| Supplied entries |
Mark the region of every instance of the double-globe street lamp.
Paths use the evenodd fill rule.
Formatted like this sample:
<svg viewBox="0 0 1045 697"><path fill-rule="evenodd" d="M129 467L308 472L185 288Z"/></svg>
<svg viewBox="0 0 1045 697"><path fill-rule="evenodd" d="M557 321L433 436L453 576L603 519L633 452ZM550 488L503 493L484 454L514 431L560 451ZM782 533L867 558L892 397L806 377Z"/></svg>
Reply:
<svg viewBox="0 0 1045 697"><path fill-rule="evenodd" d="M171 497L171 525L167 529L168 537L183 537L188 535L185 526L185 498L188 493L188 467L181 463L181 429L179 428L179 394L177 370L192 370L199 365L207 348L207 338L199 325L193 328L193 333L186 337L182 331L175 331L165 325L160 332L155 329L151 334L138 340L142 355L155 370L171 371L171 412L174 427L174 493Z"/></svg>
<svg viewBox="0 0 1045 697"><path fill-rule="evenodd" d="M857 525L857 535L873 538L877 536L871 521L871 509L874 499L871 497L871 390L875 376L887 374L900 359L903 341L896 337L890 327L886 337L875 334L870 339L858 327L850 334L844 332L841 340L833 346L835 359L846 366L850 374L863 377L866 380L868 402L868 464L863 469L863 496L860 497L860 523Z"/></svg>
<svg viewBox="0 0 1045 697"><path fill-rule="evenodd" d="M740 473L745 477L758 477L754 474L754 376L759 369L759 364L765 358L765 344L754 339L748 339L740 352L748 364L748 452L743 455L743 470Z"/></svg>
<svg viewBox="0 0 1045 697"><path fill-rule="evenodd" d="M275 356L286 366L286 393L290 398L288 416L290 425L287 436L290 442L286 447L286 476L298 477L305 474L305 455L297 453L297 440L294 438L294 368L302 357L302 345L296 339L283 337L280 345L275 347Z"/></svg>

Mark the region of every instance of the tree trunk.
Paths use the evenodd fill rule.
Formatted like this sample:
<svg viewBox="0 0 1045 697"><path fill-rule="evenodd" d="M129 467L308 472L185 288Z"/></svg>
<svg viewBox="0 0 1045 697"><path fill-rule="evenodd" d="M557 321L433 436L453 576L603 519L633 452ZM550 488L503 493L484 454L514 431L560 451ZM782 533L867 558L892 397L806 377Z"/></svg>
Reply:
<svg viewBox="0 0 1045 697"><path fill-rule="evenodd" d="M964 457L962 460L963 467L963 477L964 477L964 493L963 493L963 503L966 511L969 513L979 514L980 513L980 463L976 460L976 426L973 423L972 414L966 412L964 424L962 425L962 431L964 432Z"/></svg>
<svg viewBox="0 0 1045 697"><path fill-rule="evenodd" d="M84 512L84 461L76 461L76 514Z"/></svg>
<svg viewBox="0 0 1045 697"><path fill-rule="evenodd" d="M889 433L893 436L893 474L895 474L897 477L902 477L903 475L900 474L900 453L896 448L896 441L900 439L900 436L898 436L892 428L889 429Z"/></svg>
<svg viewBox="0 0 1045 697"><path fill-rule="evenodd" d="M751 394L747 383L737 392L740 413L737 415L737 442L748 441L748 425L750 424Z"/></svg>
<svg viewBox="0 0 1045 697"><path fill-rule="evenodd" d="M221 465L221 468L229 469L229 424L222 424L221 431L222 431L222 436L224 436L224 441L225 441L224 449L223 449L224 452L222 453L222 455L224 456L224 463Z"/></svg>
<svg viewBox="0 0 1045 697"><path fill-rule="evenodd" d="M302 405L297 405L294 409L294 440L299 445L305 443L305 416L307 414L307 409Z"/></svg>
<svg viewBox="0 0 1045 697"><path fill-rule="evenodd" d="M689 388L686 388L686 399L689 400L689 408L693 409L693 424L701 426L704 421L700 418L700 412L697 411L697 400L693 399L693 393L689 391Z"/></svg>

| Task instructions |
Every entry must be quoted exactly as it appears above.

| Written reply |
Mark the region of every instance of the double-globe street lamp.
Paths use the evenodd fill rule.
Formatted like this sample:
<svg viewBox="0 0 1045 697"><path fill-rule="evenodd" d="M129 467L308 472L185 288Z"/></svg>
<svg viewBox="0 0 1045 697"><path fill-rule="evenodd" d="M557 321L433 436L453 576L603 519L633 452ZM550 488L503 493L484 454L514 431L560 451ZM782 533L867 558L892 397L806 377Z"/></svg>
Reply:
<svg viewBox="0 0 1045 697"><path fill-rule="evenodd" d="M171 497L171 525L167 529L168 537L183 537L188 535L185 526L185 498L188 493L188 467L181 463L181 429L179 428L179 394L177 370L192 370L199 365L207 348L207 338L199 325L193 328L193 333L186 337L182 331L175 331L165 325L160 332L155 329L151 334L138 340L142 355L155 370L171 371L171 412L174 427L174 493Z"/></svg>
<svg viewBox="0 0 1045 697"><path fill-rule="evenodd" d="M857 525L857 535L873 538L877 536L871 521L871 509L874 499L871 497L871 390L875 376L887 374L900 359L903 341L896 337L890 327L886 337L875 334L870 339L858 327L850 334L844 332L841 340L833 346L835 359L846 366L850 374L863 377L866 380L868 402L868 464L863 469L863 496L860 497L860 523Z"/></svg>
<svg viewBox="0 0 1045 697"><path fill-rule="evenodd" d="M740 473L745 477L758 477L754 474L754 376L759 369L759 364L765 358L765 344L754 339L748 339L740 352L748 364L748 452L743 455L743 470Z"/></svg>
<svg viewBox="0 0 1045 697"><path fill-rule="evenodd" d="M275 356L286 366L286 393L290 398L288 416L290 425L287 436L290 442L286 447L286 476L298 477L305 474L305 455L297 453L297 440L294 438L294 368L302 357L302 345L296 339L283 337L280 345L275 347Z"/></svg>

Mark the region of every instance of the tree trunk.
Paths use the evenodd fill rule.
Formatted like this sample:
<svg viewBox="0 0 1045 697"><path fill-rule="evenodd" d="M129 467L308 472L185 288Z"/></svg>
<svg viewBox="0 0 1045 697"><path fill-rule="evenodd" d="M557 321L433 436L453 576L603 519L633 452ZM550 488L503 493L484 454L514 431L560 451ZM782 533L867 558L892 397L806 377Z"/></svg>
Reply:
<svg viewBox="0 0 1045 697"><path fill-rule="evenodd" d="M964 457L962 460L963 467L963 477L964 477L964 493L963 493L963 503L966 511L969 513L979 514L980 513L980 463L976 460L976 426L973 423L972 414L966 412L964 424L962 425L962 431L964 432Z"/></svg>
<svg viewBox="0 0 1045 697"><path fill-rule="evenodd" d="M84 512L84 461L76 461L76 514Z"/></svg>
<svg viewBox="0 0 1045 697"><path fill-rule="evenodd" d="M889 433L893 436L893 474L895 474L897 477L902 477L903 475L900 474L900 453L896 448L896 441L900 439L900 436L898 436L892 428L889 429Z"/></svg>
<svg viewBox="0 0 1045 697"><path fill-rule="evenodd" d="M751 394L747 383L737 392L740 413L737 415L737 442L748 441L748 425L750 424Z"/></svg>
<svg viewBox="0 0 1045 697"><path fill-rule="evenodd" d="M221 465L221 468L229 469L229 424L222 424L221 431L222 431L222 436L224 436L224 441L225 441L224 449L223 449L224 452L222 453L222 455L224 456L224 463Z"/></svg>
<svg viewBox="0 0 1045 697"><path fill-rule="evenodd" d="M302 405L297 405L294 409L294 440L299 445L305 443L305 416L307 414L307 409Z"/></svg>
<svg viewBox="0 0 1045 697"><path fill-rule="evenodd" d="M689 388L686 388L686 399L689 400L689 408L693 409L693 424L701 426L704 421L700 418L700 412L697 411L697 400L693 399L693 393L689 391Z"/></svg>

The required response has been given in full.